[START OF TASK INPUTS]

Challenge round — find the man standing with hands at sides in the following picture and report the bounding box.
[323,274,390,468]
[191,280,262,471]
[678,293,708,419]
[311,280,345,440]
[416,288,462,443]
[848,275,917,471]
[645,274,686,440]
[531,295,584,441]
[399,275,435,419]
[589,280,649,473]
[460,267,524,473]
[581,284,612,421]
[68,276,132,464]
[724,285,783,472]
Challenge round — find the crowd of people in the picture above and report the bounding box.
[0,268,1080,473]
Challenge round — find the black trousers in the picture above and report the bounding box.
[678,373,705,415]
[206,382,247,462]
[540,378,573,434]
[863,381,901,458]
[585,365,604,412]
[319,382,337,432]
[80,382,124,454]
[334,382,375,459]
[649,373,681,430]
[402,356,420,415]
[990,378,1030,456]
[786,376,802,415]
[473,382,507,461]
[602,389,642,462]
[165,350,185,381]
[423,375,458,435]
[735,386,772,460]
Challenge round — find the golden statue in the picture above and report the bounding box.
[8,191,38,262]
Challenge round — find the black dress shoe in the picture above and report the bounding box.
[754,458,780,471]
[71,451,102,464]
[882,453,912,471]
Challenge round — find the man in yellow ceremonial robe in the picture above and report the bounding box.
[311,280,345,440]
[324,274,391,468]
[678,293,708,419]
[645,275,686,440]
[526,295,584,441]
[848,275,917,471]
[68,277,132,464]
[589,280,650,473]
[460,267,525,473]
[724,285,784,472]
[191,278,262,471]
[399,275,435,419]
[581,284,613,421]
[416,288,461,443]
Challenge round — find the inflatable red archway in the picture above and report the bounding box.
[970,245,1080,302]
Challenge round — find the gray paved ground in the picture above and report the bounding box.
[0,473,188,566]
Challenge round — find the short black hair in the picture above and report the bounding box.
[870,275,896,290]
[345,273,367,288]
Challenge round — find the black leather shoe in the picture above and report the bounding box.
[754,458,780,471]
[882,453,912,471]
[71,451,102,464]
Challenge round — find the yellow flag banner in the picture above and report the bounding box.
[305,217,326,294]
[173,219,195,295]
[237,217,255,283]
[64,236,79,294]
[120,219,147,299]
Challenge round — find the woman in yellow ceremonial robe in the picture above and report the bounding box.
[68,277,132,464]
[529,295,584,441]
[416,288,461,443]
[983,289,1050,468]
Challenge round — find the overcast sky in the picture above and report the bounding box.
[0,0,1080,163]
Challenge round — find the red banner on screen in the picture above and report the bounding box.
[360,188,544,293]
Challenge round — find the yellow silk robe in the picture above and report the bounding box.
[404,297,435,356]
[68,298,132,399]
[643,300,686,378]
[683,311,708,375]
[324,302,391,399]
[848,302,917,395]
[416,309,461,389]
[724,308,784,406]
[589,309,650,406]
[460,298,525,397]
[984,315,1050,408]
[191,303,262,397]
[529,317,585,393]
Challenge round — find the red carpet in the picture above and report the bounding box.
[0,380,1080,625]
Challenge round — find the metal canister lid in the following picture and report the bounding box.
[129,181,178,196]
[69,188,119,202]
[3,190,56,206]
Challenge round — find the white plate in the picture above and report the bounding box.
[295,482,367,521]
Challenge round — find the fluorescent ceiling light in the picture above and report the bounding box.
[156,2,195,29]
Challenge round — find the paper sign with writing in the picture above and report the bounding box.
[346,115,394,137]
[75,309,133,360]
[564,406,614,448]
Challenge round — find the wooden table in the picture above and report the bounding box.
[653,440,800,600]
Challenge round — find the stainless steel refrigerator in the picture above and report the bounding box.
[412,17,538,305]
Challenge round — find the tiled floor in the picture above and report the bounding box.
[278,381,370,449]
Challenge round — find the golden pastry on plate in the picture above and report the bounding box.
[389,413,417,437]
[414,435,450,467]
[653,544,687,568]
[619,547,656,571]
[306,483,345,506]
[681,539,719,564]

[END OF TASK INPUTS]

● **EXERCISE GOAL**:
Reproduce the items, requests included, starting at the line containing "Challenge round — find the inflatable" and ending at the line containing "[412,17,538,305]". In the answers, add -86 to each bounding box coordinate.

● **RESPONSE TO THE EXERCISE**:
Challenge round — find the inflatable red archway in the picture above and report the bounding box.
[884,159,994,216]
Challenge round — find the gray paved ground in the picture above and report the bounding box.
[-86,387,102,480]
Challenge round — find the short black hair in the picture above and report the bounding box.
[784,189,810,204]
[259,187,281,202]
Challenge round — find the black leather shoe in the picture above and report the bounding box.
[668,372,694,385]
[796,367,826,385]
[-15,365,16,378]
Challenge round — find the yellow flag banner in the picture above and report the bounding box.
[219,131,240,208]
[87,133,109,209]
[151,131,169,197]
[-22,150,-7,208]
[34,133,61,213]
Challenge round — find the woman in yellow ceremonial robe in the picture above and report the bounding box.
[-18,191,46,378]
[443,209,498,355]
[330,202,375,357]
[897,203,964,382]
Challenge round — find the overcast sky in the picture above and report the bounding box.
[-86,-86,994,77]
Challenge round — find the red banner on screen in the picture above and report the bounding box.
[274,102,458,207]
Challenge round — find the yellow silk robe in the picture above and report the bounding box.
[318,211,349,270]
[-18,212,46,313]
[557,214,600,292]
[597,225,622,289]
[238,216,305,313]
[762,216,831,309]
[330,223,375,303]
[638,222,698,320]
[503,223,564,320]
[374,212,439,311]
[898,229,964,322]
[105,217,176,311]
[443,231,499,307]
Challenge round — find the red carpet in the picture above and report the bounding box.
[-86,294,994,539]
Challenge round — find the metal canister lid in the following picture and report the bounding box.
[43,95,92,110]
[-17,102,33,116]
[-83,104,-30,120]
Challenge round — find the white plate in the picture above and report the bounding box.
[209,396,281,435]
Challenge round — find the fluorescent ceiling light in the picture above and report the bounding box.
[70,-84,109,-57]
Challenge round — find the paper sign with writing in the picture above and report the bounding box.
[260,29,308,51]
[-11,223,47,274]
[478,320,528,362]
Challenge round — find the wooden table in the picture above and report the bounding box.
[567,354,714,514]
Challenge round — find the stainless steel refrigerator in the picture above and report the bounding box.
[326,-69,452,219]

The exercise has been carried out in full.